-- Prompt a --
Answer these questions using the report on Invest 92L.
(i) Which storm is the only named storm to have formed between Africa and the Lesser Antilles Islands in June?
(ii) To what value does the SHIPS model predict mid-level relative humidity will fall on Wednesday?
(iii) How many days long is the cycle of the Madden-Julian Oscillation?

-- Given text --

▽

Figure 1. Morning satellite image of Invest 92L (left side of image) and a vigorous new tropical wave that has moved off the coast of Africa (right side.) None of models develop the new tropical wave, but it bears watching.

Sea surface temperatures
Climatology argues against development of 92L, since only one named storm has ever formed between Africa and the Lesser Antilles Islands in the month of June--Tropical Storm Ana of 1979 (Figure 2). However, sea surface temperatures (SSTs) underneath 92L are an extremely high 28°C, and will increase to 29°C by Thursday. In fact, with summer not even here, and three more months of heating remaining until we reach peak SSTs in the Atlantic, ocean temperatures across the entire Caribbean and waters between Africa and the Lesser Antilles are about the same as they were during the peak week for water temperatures in 2009 (mid-September.)

Dry air not a problem for 92L until Wednesday
The disturbance doesn't have to worry about dry air today or Tuesday--Total Precipitable Water (TPW) loops show a very moist plume of air accompanies 92L, and water vapor satellite loops show that the center of 92L is at least 200 - 300 miles from any substantial areas of dry air. As 92L continues to push northwest, though, the SHIPS model is predicting that relative humidity at middle levels of the atmosphere will fall from the current value of about 70%, to 60% on Wednesday. This dry air may begin to cause problems for 92L on Wednesday, especially since wind shear will be increasing at the same time. Tropical cyclones are more vulnerable to dry air when there is substantial wind shear, since the strong winds causing the shear are able to inject the dry air deep into the core of the storm.

Madden-Julian Oscillation
The 60-day cycle of enhanced thunderstorm activity called the Madden-Julian Oscillation is currently favoring upward motion over eastern tropical Atlantic, and this enhanced upward motion helps create stronger updrafts and higher chances of tropical cyclone development.


Figure 2. Tropical Storm Ana of 1979 was the only June named storm on record to form between Africa and the Lesser Antilles Islands.

△

-- Excerpts from location labeling data --
▽

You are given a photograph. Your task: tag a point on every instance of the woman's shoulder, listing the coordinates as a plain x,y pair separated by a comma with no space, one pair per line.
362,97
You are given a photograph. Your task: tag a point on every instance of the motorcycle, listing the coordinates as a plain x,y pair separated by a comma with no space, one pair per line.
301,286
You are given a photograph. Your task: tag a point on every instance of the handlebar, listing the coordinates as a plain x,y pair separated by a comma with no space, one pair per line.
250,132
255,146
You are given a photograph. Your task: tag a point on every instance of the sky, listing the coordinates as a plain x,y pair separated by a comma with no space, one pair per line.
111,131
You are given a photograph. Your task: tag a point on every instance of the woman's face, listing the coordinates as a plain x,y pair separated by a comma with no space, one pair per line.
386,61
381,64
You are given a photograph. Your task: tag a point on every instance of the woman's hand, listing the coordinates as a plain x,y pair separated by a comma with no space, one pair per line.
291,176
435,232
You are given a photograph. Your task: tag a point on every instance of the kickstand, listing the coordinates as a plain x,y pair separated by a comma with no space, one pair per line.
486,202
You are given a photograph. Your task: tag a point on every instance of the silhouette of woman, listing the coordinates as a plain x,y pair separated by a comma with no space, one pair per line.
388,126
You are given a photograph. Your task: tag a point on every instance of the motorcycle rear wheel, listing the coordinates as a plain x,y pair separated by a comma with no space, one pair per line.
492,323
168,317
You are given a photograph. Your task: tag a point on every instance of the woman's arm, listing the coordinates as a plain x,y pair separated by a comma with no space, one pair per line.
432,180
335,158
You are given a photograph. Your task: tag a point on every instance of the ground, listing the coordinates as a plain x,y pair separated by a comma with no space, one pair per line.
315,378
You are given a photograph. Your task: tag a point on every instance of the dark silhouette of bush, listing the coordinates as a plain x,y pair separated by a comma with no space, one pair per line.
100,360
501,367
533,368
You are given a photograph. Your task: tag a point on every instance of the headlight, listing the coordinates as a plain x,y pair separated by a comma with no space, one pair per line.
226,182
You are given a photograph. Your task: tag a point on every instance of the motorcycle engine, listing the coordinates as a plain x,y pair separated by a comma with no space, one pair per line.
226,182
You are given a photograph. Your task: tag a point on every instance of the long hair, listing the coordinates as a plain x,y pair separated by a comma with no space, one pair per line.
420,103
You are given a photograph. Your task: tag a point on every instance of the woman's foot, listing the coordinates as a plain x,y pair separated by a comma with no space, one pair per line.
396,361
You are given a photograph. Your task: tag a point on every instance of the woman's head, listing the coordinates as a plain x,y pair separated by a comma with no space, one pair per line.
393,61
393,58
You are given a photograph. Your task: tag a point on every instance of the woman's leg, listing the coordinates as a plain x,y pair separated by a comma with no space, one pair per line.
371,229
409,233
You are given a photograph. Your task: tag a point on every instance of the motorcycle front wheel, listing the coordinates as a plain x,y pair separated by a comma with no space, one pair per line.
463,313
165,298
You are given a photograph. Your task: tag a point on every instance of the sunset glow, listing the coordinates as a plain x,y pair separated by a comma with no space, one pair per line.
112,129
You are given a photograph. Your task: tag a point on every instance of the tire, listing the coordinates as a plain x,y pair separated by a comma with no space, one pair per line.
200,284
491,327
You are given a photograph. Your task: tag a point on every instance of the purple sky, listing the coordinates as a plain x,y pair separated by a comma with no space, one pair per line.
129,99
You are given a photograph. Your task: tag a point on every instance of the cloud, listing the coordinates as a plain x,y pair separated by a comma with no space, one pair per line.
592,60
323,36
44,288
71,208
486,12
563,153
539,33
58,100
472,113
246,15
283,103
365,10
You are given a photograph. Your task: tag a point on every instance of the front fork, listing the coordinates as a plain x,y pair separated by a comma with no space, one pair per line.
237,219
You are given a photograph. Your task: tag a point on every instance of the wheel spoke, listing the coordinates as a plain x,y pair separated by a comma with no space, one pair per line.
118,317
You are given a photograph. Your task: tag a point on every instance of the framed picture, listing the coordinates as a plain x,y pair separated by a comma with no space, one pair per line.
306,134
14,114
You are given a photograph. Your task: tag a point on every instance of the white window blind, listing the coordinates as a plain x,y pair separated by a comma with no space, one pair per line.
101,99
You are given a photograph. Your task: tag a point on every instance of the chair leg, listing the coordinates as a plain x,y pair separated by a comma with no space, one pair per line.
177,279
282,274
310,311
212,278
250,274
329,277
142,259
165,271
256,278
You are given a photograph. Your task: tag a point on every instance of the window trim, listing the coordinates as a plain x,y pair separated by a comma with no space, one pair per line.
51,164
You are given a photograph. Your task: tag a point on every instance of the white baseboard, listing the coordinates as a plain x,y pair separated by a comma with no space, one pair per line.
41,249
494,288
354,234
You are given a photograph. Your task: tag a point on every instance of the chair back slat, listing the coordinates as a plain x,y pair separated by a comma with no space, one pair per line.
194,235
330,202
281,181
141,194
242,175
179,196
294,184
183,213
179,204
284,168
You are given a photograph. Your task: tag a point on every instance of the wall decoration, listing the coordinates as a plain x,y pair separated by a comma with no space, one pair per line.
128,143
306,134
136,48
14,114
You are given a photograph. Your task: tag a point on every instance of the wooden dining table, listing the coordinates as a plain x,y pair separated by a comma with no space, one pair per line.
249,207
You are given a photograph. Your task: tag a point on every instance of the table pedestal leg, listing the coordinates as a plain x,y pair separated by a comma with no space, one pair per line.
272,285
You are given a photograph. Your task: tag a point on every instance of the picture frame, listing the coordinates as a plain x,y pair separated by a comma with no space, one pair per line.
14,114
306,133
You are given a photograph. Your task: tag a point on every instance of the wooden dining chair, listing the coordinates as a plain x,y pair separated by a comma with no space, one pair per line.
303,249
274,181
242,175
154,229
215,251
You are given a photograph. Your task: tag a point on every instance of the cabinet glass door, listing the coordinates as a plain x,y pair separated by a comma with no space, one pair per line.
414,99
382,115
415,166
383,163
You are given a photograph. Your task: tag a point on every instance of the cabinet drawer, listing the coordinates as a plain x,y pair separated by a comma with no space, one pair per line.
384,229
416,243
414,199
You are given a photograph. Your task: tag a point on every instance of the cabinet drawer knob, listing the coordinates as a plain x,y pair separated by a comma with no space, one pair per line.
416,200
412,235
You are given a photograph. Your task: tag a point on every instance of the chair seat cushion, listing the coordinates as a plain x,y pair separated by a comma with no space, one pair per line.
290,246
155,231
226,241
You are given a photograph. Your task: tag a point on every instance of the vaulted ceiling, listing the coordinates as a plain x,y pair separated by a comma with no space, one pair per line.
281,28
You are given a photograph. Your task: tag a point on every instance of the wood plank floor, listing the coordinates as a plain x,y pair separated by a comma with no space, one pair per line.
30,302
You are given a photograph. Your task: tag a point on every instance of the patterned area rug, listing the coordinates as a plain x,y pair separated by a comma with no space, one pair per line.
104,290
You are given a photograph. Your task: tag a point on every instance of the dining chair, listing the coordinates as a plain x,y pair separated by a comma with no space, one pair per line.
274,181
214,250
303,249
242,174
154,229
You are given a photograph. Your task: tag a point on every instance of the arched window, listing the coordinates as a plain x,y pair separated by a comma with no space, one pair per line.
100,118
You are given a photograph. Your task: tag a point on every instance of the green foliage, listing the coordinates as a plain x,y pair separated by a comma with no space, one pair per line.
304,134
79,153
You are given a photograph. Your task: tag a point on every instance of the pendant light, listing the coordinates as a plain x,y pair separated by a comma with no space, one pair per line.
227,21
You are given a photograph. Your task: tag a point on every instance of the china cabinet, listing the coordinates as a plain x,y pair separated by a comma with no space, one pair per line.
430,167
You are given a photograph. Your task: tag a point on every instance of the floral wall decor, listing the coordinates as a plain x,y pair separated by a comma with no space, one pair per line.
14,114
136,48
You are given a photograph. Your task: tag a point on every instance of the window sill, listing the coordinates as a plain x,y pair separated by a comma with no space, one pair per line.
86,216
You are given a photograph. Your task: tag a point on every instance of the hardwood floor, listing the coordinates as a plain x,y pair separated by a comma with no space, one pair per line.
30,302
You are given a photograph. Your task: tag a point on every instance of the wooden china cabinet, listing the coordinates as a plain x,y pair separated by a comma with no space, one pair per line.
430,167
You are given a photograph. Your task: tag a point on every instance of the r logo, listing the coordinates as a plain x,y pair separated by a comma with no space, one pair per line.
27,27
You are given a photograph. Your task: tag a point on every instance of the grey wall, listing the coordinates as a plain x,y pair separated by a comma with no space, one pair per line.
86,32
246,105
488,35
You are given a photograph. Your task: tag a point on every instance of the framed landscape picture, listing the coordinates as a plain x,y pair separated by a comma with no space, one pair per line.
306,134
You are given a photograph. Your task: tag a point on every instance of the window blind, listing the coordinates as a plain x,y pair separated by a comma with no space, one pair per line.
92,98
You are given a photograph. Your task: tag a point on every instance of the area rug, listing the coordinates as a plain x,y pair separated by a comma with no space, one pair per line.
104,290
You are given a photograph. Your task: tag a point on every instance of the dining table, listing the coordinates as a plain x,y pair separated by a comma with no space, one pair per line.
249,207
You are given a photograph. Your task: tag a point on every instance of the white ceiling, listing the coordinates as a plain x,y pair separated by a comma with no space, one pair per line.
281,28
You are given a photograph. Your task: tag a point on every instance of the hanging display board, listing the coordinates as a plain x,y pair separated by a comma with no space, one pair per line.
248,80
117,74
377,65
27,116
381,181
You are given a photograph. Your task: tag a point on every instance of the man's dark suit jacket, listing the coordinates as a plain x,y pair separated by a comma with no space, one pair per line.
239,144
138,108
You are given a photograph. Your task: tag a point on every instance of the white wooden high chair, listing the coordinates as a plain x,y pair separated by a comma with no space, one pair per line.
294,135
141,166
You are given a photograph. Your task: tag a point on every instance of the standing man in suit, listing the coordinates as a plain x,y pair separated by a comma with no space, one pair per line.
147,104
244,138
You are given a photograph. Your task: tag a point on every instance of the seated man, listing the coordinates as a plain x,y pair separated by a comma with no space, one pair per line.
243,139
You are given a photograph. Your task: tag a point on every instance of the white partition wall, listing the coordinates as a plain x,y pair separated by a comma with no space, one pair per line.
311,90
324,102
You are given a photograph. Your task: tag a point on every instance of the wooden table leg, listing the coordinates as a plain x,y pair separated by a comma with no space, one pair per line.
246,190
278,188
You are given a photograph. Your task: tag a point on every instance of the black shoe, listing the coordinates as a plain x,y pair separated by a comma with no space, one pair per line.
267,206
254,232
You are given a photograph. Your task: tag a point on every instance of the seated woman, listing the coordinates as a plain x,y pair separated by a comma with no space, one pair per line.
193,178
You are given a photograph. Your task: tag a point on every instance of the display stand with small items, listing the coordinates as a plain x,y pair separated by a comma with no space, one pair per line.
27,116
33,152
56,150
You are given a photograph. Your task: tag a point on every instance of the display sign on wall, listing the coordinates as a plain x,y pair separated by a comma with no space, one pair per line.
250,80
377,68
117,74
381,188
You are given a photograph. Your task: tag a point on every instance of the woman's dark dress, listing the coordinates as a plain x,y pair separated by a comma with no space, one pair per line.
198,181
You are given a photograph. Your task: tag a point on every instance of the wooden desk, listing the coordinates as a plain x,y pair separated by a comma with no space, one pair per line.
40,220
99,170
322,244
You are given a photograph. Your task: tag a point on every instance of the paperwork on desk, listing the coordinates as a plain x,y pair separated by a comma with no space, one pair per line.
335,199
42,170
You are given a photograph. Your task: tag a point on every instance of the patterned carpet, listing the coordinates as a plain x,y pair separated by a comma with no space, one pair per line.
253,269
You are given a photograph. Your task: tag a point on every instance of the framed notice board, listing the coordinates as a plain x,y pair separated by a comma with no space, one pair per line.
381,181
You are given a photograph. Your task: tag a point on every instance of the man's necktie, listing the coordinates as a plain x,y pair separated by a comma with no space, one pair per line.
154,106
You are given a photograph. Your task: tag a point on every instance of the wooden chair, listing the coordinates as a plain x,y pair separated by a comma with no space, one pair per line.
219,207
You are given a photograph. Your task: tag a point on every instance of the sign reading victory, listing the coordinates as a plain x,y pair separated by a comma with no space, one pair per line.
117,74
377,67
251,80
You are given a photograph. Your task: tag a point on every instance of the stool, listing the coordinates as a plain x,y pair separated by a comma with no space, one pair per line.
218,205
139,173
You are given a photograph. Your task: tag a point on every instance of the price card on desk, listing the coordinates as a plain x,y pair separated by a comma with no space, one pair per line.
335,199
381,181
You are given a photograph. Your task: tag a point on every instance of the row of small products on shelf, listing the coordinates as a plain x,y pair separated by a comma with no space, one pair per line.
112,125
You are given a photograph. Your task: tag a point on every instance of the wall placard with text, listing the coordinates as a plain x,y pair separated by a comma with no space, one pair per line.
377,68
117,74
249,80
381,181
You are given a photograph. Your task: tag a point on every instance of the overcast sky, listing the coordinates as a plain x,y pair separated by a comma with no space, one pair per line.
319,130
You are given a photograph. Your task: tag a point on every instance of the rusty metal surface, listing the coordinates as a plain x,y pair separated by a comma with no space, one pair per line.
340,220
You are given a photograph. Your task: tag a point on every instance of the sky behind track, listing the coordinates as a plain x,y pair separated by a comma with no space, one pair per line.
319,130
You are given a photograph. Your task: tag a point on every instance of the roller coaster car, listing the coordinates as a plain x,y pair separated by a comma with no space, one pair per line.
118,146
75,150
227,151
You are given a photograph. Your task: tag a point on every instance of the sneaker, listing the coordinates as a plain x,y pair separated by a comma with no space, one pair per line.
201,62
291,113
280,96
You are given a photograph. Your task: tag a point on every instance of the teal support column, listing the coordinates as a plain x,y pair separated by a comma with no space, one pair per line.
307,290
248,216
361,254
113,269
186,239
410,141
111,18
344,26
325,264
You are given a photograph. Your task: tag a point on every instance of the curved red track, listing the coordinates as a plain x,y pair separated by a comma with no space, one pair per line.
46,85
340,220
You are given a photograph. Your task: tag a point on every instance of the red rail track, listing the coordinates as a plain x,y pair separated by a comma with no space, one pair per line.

△

-- Prompt b --
Display each line of the records that contains the word "floor".

-- Problem solution a --
(i) Tropical Storm Ana of 1979
(ii) 60%
(iii) 60 days

-- Problem solution b --
You are given a photograph. Your task: tag a point on every instance of the wood plank floor, listing the coordinates as a plain x,y pair separated by a comma with no space, one pair per line.
You are given a photograph. Your task: tag a point on every instance of the hardwood floor, listing the coordinates as a plain x,y pair separated by a comma with no space, one pair per line.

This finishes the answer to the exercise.